[Exercise description]:
Copy out, exactly as given, every line from the line with "point_to MUST place one pin on each instance of the cylindrical" to the end of the listing, both of those lines included.

[Supplied material]:
»»

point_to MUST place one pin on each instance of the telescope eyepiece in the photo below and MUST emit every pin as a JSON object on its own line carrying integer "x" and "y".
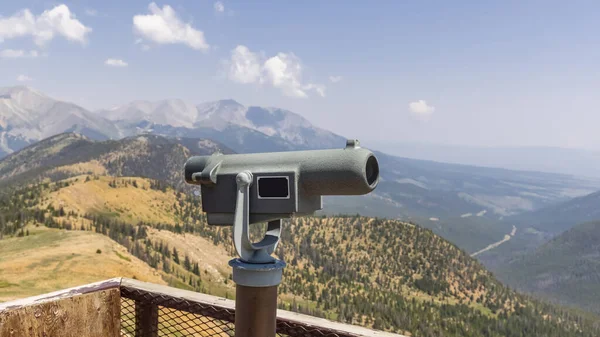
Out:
{"x": 372, "y": 171}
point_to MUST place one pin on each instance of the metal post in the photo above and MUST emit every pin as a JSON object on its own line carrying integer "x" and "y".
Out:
{"x": 256, "y": 297}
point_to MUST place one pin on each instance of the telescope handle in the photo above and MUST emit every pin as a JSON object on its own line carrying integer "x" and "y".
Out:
{"x": 249, "y": 252}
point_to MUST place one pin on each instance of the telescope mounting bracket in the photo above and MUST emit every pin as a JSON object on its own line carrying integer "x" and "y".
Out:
{"x": 259, "y": 252}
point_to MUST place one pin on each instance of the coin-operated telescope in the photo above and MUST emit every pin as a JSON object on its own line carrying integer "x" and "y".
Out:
{"x": 242, "y": 189}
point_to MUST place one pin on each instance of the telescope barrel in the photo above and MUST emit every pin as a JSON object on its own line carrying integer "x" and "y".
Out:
{"x": 349, "y": 171}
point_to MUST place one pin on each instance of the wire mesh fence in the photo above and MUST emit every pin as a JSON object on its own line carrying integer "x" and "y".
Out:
{"x": 149, "y": 314}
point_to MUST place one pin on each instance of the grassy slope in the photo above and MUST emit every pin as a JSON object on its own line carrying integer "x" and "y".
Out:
{"x": 322, "y": 255}
{"x": 52, "y": 259}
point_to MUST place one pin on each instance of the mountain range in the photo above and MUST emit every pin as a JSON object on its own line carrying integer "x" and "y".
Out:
{"x": 81, "y": 210}
{"x": 466, "y": 204}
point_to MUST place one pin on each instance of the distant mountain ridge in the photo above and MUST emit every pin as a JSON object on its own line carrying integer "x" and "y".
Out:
{"x": 27, "y": 116}
{"x": 463, "y": 203}
{"x": 235, "y": 121}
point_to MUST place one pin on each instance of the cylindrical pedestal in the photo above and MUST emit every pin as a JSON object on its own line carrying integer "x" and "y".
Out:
{"x": 255, "y": 311}
{"x": 256, "y": 297}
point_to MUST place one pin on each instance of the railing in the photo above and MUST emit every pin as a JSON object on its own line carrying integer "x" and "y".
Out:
{"x": 129, "y": 308}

««

[Exercise result]:
point_to MUST place one pin on each instance of the cylindrical pedestal in the photo above and MUST emit every pin as a JSON object on its own line carrying integer "x" and "y".
Out:
{"x": 255, "y": 311}
{"x": 256, "y": 297}
point_to MUST place one pin on each instance of the railing in the photo above and MUST emit every pin as a JSON object on its own line carrying integer "x" and "y".
Out:
{"x": 129, "y": 308}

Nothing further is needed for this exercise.